Study text section start

It’s just a few days after the $25,000 mistake, and of course, we share the tale of what happened. In talking with the team, my mind suddenly recalls a story and analogy I learned from my friend, John Stichweh, years ago…If only I recalled John’s story earlier!
At the time, John was a client of mine at a big consumer product company. He led the IT team responsible for brand websites back then. He relayed how a junior employee decided to tweak some copy on a website and made a mistake that took it down for several days. John told the employee that:
“This is one of those things you should treat like plutonium…it’s powerful and dangerous—and you won’t immediately see the results of mistakes. So be extremely careful and ask for help when handling it.”
So I re-tell John’s story and make the comparison to our paid media issue. I see the nods and smiles as the team quickly grasps and integrates the lesson. Storytelling has been the most effective way humans transfer and recall information since the first words were spoken. (It’s also why I tell plenty of stories in this Substack.)
Teaching through stories empowers the team to handle unimagined issues that will arise in the future. You can’t have a process for every situation and can’t anticipate every error. But when we all internalize a lesson like this, even the most junior employee can make better decisions in real time. Leaders won’t even know the countless bombs that never went off because this lesson was learned.
Finally, we make the point that no one is getting fired for this. It’s a moment of truth when employees are alert to what might happen to them. But you can’t run a successful company on fear. Ryan and I take responsibility, and we move forward on our mission together. Some teammates still remember the story today, and most remember the plutonium analogy—I sure repeated it enough! But I don’t think anyone remembers that “Nate” made the mistake.
You’ve got plutonium stored in your company, dear reader. It’s that thing that, if lost, exposed, or handled poorly, could throw your entire business into dire straights. Do you know what it is? Do your employees know how to handle it?
Maybe now is a good time to give it some thought…after all, Friday is just two days away.
How we might work together…
My team and I lead Hearty, a boutique recruiting service that helps tech-forward companies hire proven talent. Our senior team of operators sources and screens, saving you time and money. When you need help, let’s chat.
Need help with a software project? Perhaps a product MVP, a project that requires outside help, or a fractional CTO for key strategic decisions? Our team at Shipwright Studio has worked together to build multiple successful startups, and we love helping leaders turn their dreams into reality. We're the team our clients trust for software built to last.

Study text section end
Listed records section start

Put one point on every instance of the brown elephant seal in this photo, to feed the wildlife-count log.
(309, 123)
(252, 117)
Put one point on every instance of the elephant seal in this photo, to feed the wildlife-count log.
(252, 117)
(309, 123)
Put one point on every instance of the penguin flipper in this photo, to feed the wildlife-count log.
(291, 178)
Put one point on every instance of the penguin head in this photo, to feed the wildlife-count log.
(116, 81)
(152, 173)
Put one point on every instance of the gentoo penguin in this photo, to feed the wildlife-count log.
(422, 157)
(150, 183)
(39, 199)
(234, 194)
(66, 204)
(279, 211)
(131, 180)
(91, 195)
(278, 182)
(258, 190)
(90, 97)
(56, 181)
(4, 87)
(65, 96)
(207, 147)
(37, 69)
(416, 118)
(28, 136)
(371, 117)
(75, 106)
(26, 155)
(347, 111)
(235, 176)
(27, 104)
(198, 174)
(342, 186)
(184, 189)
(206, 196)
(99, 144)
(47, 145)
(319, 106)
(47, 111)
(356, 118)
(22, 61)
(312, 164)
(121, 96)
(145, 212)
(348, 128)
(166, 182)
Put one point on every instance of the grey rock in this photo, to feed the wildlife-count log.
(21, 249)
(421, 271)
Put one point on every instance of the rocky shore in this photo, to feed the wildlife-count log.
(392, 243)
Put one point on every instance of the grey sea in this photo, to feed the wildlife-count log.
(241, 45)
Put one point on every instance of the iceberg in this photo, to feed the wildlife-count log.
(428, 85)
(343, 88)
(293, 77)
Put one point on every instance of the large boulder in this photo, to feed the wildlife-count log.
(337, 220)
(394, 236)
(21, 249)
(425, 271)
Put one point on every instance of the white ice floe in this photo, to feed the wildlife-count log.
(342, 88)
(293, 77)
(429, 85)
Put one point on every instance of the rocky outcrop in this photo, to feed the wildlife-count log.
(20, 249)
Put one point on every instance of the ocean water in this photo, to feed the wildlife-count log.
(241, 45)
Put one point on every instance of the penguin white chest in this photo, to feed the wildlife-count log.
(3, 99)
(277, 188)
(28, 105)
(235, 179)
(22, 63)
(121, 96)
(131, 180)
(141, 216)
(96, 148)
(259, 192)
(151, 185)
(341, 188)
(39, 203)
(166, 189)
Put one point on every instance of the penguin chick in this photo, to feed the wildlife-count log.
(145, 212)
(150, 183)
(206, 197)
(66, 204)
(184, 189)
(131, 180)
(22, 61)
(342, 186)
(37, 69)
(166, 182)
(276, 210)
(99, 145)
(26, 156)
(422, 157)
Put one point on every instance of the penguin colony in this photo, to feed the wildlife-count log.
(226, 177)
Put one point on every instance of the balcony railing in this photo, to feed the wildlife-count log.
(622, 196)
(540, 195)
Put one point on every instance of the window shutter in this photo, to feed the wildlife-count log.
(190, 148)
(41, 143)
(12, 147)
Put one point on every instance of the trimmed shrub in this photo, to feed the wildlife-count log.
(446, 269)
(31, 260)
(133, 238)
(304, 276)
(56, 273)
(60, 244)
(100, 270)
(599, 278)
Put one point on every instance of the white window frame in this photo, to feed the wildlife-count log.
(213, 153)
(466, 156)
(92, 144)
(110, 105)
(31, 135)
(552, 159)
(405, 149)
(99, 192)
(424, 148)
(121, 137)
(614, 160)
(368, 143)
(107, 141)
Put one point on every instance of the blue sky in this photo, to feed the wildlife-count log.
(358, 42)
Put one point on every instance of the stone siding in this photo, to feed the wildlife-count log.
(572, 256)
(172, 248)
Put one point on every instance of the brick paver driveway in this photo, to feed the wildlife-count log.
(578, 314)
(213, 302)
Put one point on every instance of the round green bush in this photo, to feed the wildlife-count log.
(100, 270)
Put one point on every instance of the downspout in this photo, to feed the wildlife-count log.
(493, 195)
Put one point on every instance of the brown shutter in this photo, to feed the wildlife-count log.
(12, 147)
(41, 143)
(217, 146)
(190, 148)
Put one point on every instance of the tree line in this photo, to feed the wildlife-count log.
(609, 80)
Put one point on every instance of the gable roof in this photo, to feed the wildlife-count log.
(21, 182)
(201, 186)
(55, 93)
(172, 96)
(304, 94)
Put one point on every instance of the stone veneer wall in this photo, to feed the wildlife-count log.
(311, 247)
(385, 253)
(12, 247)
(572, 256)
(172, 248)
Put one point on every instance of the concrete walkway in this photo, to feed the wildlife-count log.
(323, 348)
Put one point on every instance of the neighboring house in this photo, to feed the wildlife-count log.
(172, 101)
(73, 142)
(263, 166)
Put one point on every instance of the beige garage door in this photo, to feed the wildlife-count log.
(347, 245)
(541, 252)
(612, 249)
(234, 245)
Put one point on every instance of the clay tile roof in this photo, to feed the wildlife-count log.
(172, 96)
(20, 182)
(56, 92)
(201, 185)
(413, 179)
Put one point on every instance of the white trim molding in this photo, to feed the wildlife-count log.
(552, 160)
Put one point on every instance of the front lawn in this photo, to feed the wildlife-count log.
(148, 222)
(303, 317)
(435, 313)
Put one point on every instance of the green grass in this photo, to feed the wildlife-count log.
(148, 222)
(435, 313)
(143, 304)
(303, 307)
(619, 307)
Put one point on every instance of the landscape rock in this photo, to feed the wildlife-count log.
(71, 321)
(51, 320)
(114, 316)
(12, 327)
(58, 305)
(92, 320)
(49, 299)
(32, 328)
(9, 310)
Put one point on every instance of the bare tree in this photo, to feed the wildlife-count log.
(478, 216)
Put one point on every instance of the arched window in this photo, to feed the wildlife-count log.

Listed records section end

» Parts of the exercise
- 1) Answer these questions using the plutonium essay.
(a) What team did John Stichweh lead at the consumer product company?
(b) For how long was the website down after the junior employee's mistake?
(c) What is the name of the recruiting service the author's team leads?
- 2) Transcribe the stretch of the plutonium essay from "Maybe now is" through "built to last.", word for word.

» Task solutions
- 1)
(a) The IT team responsible for brand websites.
(b) Several days.
(c) Hearty.

- 2)
Maybe now is a good time to give it some thought…after all, Friday is just two days away.
How we might work together…
My team and I lead Hearty, a boutique recruiting service that helps tech-forward companies hire proven talent. Our senior team of operators sources and screens, saving you time and money. When you need help, let’s chat.
Need help with a software project? Perhaps a product MVP, a project that requires outside help, or a fractional CTO for key strategic decisions? Our team at Shipwright Studio has worked together to build multiple successful startups, and we love helping leaders turn their dreams into reality. We're the team our clients trust for software built to last.